TO DO: Print all the data, keeping every line exactly as it is.

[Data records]
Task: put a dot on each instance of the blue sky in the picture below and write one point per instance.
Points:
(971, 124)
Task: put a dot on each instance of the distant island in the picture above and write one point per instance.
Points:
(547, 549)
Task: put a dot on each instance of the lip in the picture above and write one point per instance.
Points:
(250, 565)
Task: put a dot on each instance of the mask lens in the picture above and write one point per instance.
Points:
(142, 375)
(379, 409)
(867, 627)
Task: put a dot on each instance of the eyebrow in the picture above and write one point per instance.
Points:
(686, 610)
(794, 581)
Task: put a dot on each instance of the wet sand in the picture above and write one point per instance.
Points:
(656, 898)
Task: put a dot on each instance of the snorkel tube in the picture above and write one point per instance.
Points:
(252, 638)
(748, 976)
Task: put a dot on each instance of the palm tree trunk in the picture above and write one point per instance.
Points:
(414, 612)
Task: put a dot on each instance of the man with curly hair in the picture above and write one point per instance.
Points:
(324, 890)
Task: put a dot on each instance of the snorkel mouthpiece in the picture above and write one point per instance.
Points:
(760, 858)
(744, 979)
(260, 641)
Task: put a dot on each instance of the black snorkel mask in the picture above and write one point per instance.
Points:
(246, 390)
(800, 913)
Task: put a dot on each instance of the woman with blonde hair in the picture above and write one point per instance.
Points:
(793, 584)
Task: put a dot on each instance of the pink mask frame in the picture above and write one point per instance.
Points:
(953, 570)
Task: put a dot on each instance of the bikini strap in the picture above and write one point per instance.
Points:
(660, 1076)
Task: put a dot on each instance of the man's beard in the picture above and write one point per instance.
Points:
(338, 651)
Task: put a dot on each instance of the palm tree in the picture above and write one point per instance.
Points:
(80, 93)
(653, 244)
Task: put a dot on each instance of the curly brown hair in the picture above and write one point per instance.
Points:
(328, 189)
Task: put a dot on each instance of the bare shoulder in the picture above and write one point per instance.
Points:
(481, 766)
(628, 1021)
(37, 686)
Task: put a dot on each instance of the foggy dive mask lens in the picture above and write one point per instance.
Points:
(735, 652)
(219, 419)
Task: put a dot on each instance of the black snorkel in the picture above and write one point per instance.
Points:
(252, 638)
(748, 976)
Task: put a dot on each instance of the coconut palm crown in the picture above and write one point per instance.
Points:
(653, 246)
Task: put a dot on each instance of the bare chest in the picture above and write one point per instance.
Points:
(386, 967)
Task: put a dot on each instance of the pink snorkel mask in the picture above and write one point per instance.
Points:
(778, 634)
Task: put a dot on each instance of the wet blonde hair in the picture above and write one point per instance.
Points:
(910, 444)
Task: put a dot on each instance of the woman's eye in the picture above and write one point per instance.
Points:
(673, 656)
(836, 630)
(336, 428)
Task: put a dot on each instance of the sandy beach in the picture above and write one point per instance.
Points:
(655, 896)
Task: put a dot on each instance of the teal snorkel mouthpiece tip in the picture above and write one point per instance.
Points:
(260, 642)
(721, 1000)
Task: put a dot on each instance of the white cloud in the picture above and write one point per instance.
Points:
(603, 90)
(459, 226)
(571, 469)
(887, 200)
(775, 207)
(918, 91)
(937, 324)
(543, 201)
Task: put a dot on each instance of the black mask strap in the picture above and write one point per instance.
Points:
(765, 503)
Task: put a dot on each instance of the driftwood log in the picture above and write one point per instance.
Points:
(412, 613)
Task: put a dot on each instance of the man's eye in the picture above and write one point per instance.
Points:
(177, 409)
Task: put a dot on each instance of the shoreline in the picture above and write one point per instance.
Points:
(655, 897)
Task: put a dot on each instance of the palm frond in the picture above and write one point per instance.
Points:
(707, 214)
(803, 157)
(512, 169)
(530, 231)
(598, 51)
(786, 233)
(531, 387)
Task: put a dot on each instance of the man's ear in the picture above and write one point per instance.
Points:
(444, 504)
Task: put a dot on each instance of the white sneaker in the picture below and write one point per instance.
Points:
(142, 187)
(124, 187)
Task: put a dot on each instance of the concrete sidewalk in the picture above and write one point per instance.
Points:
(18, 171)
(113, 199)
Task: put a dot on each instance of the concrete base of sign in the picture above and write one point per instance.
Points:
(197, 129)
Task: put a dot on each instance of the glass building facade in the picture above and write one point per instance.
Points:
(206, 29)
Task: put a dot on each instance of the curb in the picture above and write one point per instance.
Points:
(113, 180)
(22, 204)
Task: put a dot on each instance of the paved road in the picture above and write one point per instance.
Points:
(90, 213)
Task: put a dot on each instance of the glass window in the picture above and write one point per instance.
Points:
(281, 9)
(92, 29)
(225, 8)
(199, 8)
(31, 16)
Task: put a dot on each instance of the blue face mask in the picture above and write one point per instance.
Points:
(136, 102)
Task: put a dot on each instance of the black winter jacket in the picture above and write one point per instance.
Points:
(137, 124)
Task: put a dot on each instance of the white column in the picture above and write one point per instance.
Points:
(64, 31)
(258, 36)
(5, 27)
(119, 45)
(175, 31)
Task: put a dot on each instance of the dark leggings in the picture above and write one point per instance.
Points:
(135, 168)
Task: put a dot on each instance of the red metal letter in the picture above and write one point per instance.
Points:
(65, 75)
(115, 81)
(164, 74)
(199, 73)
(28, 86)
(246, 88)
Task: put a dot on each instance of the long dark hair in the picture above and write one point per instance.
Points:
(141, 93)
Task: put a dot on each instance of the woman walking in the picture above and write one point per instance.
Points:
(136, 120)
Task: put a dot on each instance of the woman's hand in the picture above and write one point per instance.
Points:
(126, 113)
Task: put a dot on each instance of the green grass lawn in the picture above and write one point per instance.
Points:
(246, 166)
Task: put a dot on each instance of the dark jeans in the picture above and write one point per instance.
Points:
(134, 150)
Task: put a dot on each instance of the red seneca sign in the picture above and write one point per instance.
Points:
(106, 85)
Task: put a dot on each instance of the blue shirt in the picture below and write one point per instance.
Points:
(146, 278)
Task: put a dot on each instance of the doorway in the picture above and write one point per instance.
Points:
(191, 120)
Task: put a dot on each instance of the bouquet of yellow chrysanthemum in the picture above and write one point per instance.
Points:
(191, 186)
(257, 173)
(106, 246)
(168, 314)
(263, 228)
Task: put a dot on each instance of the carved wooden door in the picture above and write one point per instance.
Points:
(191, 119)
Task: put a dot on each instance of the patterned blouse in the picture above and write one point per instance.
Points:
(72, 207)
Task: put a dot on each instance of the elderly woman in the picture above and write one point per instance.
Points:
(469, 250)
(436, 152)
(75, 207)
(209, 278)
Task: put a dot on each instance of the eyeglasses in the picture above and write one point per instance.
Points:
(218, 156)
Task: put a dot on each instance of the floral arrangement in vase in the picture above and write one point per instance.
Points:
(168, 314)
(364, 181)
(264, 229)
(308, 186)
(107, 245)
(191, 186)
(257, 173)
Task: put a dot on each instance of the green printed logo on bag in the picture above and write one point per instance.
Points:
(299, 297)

RESPONSE TO THE EXERCISE:
Task: put a dot on each instance of the blue sky in the picture below and write one point per instance.
Points:
(971, 124)
Task: put a dot on each instance of the distant island in the picture above and write one point per instance.
Points:
(547, 549)
Task: put a dot on each instance of the lip in the picture above and write one point per instance.
Points:
(250, 565)
Task: put a dot on each instance of the mask lens in the picture above and write one point per instance.
Points:
(142, 375)
(379, 409)
(867, 627)
Task: put a dot on each instance of the eyebrow in the picture above and write one point per instance.
Points:
(686, 610)
(794, 581)
Task: put a dot on each instance of the wet sand in the picture above and write one point per instance.
Points:
(656, 898)
Task: put a dot on each instance of the snorkel tube in the picture above and write one point per instance.
Points:
(252, 638)
(748, 976)
Task: put a dot on each instance of the palm tree trunk in the picture above and write one point per instance.
Points:
(414, 612)
Task: put a dot on each instance of the man with curly hair in the picture above and write one point per instance.
Points:
(324, 890)
Task: put a dot on each instance of the snorkel mouthpiece in the picture above and write one point per instance.
Points:
(760, 858)
(744, 979)
(260, 641)
Task: put a dot on each instance of the black snorkel mask in the picture above and write one point per instance.
Points:
(246, 390)
(800, 913)
Task: put a dot on each instance of the woman with blonde hair in the picture above and write one point per instance.
Points:
(793, 584)
Task: put a dot on each instance of the pink mask frame in the picture above and write one point per instance.
Points:
(953, 570)
Task: put a dot on each instance of the bikini strap in the picture above and write one point per instance.
Points:
(660, 1076)
Task: put a dot on each instance of the man's beard in the picture above and write one point per instance.
Points:
(338, 651)
Task: put a dot on each instance of the palm tree in the picture above and write one point per instance.
Points:
(80, 93)
(653, 244)
Task: put a dot on each instance of the curly brown hair in the picture above and write one point per instance.
Points:
(328, 189)
Task: put a dot on each instance of the bare shoulder in the picture above and write one point per instance.
Points:
(481, 766)
(628, 1021)
(37, 686)
Task: put a dot on each instance of the foggy dive mask lens in the picture above and write one point per instance.
Points:
(735, 652)
(219, 419)
Task: put a dot on each instance of the black snorkel in the picture above and write one point per instance.
Points:
(252, 638)
(748, 976)
Task: put a dot on each instance of the coconut palm crown in the picture above and write one point per instance.
Points:
(653, 246)
Task: put a dot on each instance of the bare chest in the picture above and write one point per instance.
Points:
(386, 967)
Task: put a dot on each instance of the pink snorkel mask in the picture above and write one point per instance.
Points:
(778, 634)
Task: put a dot on each instance of the wet blonde hair in the picture above and write one point per instance.
Points:
(910, 444)
Task: put a dot on each instance of the woman's eye in the picture above and write one point per instance.
Points:
(673, 656)
(836, 630)
(336, 428)
Task: put a dot on each instance of the sandy beach in the picture above and write one point per instance.
Points:
(655, 896)
Task: put a dot on each instance of the teal snorkel mouthpiece tip in the picture above and write one point per instance.
Points:
(260, 642)
(721, 1000)
Task: put a dot on each instance of the white cloud in the picture above and write one point per instance.
Points:
(603, 90)
(459, 226)
(571, 469)
(887, 200)
(775, 207)
(918, 91)
(937, 324)
(543, 201)
Task: put a dot on each instance of the black mask strap in the picture above and write one point per instance.
Points:
(765, 503)
Task: put a dot on each instance of the driftwood log in the picture above and write one point per instance.
Points:
(412, 613)
Task: put a dot on each instance of the man's eye in the picture above and write one point per instance.
Points:
(177, 409)
Task: put a dot on each instance of the shoreline in the picture above and write one point per instance.
Points:
(655, 897)
Task: put a dot on each instance of the palm frond in the picture above and write one point per instance.
Points:
(707, 214)
(803, 157)
(512, 169)
(530, 231)
(598, 51)
(786, 233)
(531, 387)
Task: put a dot on each instance of the man's ear in the picture above and write one point per instance.
Points:
(444, 504)
Task: put a dot on each instance of the white sneaker in the picture below and write one point per instance.
Points:
(142, 187)
(124, 187)
Task: put a dot on each instance of the concrete sidewalk in the picture above and write one point per instance.
Points:
(18, 171)
(113, 199)
Task: put a dot on each instance of the concrete base of sign in the picture above and write one point per instance.
Points:
(197, 129)
Task: put a dot on each instance of the glass building facade in the picture above and write one point per instance.
Points:
(206, 29)
Task: put a dot on each instance of the curb in the picture above and write one point per instance.
Points:
(113, 180)
(22, 204)
Task: put a dot on each instance of the paved road in the picture above and write one point per instance.
Points:
(90, 213)
Task: put a dot on each instance of the glass window in the picture above and write one point per instance.
Points:
(281, 9)
(92, 29)
(225, 8)
(199, 8)
(31, 16)
Task: put a dot on each instance of the blue face mask in the picture above and write one point per instance.
Points:
(136, 102)
Task: put a dot on each instance of the black winter jacket in the picture above and write one point per instance.
Points:
(137, 124)
Task: put a dot on each instance of the white column in the picture above and write one point per instance.
Points:
(64, 31)
(258, 36)
(5, 27)
(119, 45)
(175, 31)
Task: put a dot on each instance of the dark leggings in the picture above and write one point per instance.
Points:
(135, 168)
Task: put a dot on each instance of the red metal letter in the picture above and write one point per instance.
Points:
(65, 75)
(115, 81)
(164, 74)
(199, 73)
(28, 86)
(246, 88)
Task: put a dot on each instance of the long dark hair in the picture above and write one point per instance.
Points:
(141, 93)
Task: put a dot on each instance of the woman walking in the picture above and write one point per instance.
Points:
(136, 120)
Task: put a dot on each instance of the woman's hand in the picture above and write one point per instance.
Points:
(126, 113)
Task: put a dot on each instance of the green grass lawn in the picture above and write one point per instance.
Points:
(246, 166)
Task: put a dot on each instance of the dark jeans in the picture above and write one point per instance.
Points:
(134, 150)
Task: put a dot on each instance of the red seneca sign in the picture above and write one point per instance.
Points:
(106, 85)
Task: put a dot on each instance of the blue shirt in the picture below and write one point per instance.
Points:
(146, 278)
Task: put a dot on each instance of the doorway in the picture above and write one point per instance.
Points:
(191, 120)
Task: put a dot on each instance of the bouquet of yellow chrysanthemum in the picture above and write one point per instance.
Points:
(191, 186)
(257, 173)
(106, 246)
(168, 314)
(263, 228)
Task: put a dot on each instance of the carved wooden door in the picture above and write one point per instance.
Points:
(191, 119)
Task: put a dot on each instance of the patterned blouse in the picture above and write one point per instance.
Points:
(72, 207)
Task: put a dot on each instance of the elderly woman in the picture above and write one point per instance.
Points:
(469, 250)
(436, 152)
(75, 207)
(209, 278)
Task: put a dot on each instance of the eyeglasses in the picture above and write one point per instance.
Points:
(218, 156)
Task: put a dot on each instance of the floral arrangement in vase in the picture above and write one point per instance.
Points:
(168, 314)
(364, 181)
(264, 229)
(308, 186)
(107, 245)
(191, 186)
(257, 173)
Task: put a dot on each instance of the green printed logo on bag in the picture above and write one point per instance.
Points:
(299, 297)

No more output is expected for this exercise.